Work to complete:
Render each line of the records below as a numbered list, leaving out any blank lines.

Data rows:
## Start
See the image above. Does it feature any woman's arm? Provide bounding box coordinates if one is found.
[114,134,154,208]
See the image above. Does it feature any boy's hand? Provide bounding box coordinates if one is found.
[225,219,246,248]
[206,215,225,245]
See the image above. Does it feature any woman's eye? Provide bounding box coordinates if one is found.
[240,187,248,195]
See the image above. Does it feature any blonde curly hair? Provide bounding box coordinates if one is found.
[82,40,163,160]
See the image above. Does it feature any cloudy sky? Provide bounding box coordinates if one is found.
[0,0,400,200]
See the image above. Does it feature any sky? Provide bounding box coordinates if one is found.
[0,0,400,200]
## End
Task result:
1. See the image above. Does it feature any woman's arm? Provide bounding box coordinates if one is found.
2. [114,134,154,208]
3. See the image above. Does it feature any boy's hand? Provide bounding box coordinates if one is found.
4. [225,219,246,248]
5. [206,215,225,245]
6. See the image above. Does it feature any woman's eye? Provide bounding box coordinates if one is found.
7. [240,187,248,195]
8. See the image above. Does it feature any blonde curly hair? Provide bounding box coordinates if one is found.
9. [82,40,163,160]
10. See the image above. Does it feature any cloudy sky? Provide bounding box coordinates if one is found.
11. [0,0,400,200]
12. See the image above. Does it feature any sky? Provide bounding box coordinates if one is found.
13. [0,0,400,200]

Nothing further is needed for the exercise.